**Required work**
Write out the cider storage discussion word for word, everything from "I was just discussing" down to "would be trivial.".

**Quoted passage**
⟨
Now, I also enjoy unfermented cider from time to time. So, I'm planning on making a lot of it to last until next year's apple season. While I'm a fan of unfermented cider, I'm not a fan of food poisoning. Any techniques for long term storage besides freezing? I'll freeze a few gallons, but certainly don't want to put 25 or 30 gallons into my freezer. I was thinking, first run it through a fairly course filter - just some cheesecloth to get rid of the bigger solids. Then, heat it to 160-165 for a few minutes, then toss in a campden tablet per gallon & some potassium sorbate (0.1%). I'd prefer to stick with plastic gallon jugs - reuse milk jugs that I've been saving (and washing). But, I suppose I could bite the bullet and buy a bunch of one gallon glass jugs, if necessary for some recommendation.
 
I was just discussing this with my dad last night. I hope some people reply with some insightful solutions! :) I'll definitely be checking back regularly to this thread!
 
The best way to preserve it is to ferment it.

You could always can it. They make Ball jars up to at least half gallon now. Heat it to pasteurization temps, put in Ball jars and use a Foodsaver to suck the air out.
No need to mess with preservatives. Should be good for at least a year that way.

But you really should ferment it. It's like nuking the site from orbit. It's the only way to be sure. :mug:
 
Re: fermenting it. Note that I said I was going to ferment 18 gallons of it. I'm just trying to figure out how to safely preserve some non-fermented stoff too - along with that tangy flavor that cider has (and apple juice seems to lack). Turning it into apple juice and canning it for a few years would be trivial.

I didn't realize there were larger 64oz ball jars - perfect! But, when doing canning, I'm very aware of how important temperatures and pH are for long term storage (I would think close to a year counts as long term.) And have read how you could wind up with botulism if you don't, for instance, keep whatever you're canning in boiling water long enough. Thus, I'm a little apprehensive about simply hitting 160 degrees for a few minutes, then canning.

Do people find this to be safe enough for 1 year storage? (I like not having preservatives in it.) Or, to be on the safe side, should I toss in some sodium/potassium bisulfite & potassium sorbate?
 
Thanks for the link. After seeing so many links, it looks like I'll just play it safe & freeze gallons of cider. I really was hoping to find something such as sanitizing it with a couple of campden tablets, then preserving it with potassium sorbate and/or ascorbic acid. Oh well, better safe than sorry.
"Picked" (laid down tarps and shook the heck out of the tree branches) my first bushel Saturday & my brother brought up another bushel. I'll probably get around to pressing them tonight or tomorrow; helping my brother make his first ever batch of anything - 6 gallons of hard cider.
⟩
(Coordinate annotation records)
⟨
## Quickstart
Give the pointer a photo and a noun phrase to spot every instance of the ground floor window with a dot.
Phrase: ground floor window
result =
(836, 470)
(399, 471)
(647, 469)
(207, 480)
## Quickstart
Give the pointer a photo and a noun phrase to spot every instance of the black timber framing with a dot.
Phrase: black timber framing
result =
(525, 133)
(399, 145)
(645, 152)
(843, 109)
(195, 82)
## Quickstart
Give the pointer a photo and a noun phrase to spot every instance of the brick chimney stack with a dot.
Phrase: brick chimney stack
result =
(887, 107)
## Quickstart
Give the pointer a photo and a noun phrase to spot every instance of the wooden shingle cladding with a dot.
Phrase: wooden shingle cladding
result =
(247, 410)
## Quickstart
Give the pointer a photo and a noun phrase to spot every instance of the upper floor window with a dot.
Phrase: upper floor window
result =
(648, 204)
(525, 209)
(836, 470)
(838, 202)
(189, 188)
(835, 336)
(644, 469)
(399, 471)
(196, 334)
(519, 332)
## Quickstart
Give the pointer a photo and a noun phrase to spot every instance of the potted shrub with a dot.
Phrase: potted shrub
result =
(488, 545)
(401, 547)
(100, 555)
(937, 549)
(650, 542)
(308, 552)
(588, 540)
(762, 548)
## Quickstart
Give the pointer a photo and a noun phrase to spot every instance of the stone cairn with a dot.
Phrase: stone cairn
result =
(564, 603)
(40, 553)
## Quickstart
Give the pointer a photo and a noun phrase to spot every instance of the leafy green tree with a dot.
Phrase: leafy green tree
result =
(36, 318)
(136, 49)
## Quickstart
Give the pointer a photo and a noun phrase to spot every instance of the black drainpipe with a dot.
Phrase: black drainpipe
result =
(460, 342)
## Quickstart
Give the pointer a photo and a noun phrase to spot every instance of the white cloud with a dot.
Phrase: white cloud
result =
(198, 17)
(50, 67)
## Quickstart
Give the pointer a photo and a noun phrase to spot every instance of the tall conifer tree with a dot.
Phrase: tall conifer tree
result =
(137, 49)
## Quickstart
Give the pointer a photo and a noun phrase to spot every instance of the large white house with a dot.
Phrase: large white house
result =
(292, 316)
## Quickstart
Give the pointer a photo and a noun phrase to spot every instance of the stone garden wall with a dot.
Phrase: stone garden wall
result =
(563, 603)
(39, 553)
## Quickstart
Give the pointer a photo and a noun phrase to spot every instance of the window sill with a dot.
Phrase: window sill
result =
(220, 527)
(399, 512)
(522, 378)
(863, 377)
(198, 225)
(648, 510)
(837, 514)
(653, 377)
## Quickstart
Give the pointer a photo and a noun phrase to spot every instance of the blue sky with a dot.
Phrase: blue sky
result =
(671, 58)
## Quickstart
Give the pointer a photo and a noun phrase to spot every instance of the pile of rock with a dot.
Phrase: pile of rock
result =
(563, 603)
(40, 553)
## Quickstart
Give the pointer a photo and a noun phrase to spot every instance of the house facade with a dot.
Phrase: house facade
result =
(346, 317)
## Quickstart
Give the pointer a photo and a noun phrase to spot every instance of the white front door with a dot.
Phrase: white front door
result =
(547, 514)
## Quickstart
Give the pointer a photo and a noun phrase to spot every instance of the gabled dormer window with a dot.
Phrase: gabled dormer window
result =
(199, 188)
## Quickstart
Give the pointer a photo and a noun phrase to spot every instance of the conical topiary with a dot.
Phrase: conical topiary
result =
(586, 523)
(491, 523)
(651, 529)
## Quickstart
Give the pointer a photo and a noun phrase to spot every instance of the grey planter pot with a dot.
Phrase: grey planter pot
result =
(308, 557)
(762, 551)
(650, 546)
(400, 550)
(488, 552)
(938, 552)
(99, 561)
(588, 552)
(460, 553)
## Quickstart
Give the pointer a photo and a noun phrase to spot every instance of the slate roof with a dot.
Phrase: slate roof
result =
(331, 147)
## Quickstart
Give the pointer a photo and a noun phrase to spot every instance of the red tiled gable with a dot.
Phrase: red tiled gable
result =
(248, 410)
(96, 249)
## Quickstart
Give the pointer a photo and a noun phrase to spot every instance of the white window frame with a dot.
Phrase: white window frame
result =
⟩
**Written solution**
I was just discussing this with my dad last night. I hope some people reply with some insightful solutions! :) I'll definitely be checking back regularly to this thread!
 
The best way to preserve it is to ferment it.

You could always can it. They make Ball jars up to at least half gallon now. Heat it to pasteurization temps, put in Ball jars and use a Foodsaver to suck the air out.
No need to mess with preservatives. Should be good for at least a year that way.

But you really should ferment it. It's like nuking the site from orbit. It's the only way to be sure. :mug:
 
Re: fermenting it. Note that I said I was going to ferment 18 gallons of it. I'm just trying to figure out how to safely preserve some non-fermented stoff too - along with that tangy flavor that cider has (and apple juice seems to lack). Turning it into apple juice and canning it for a few years would be trivial.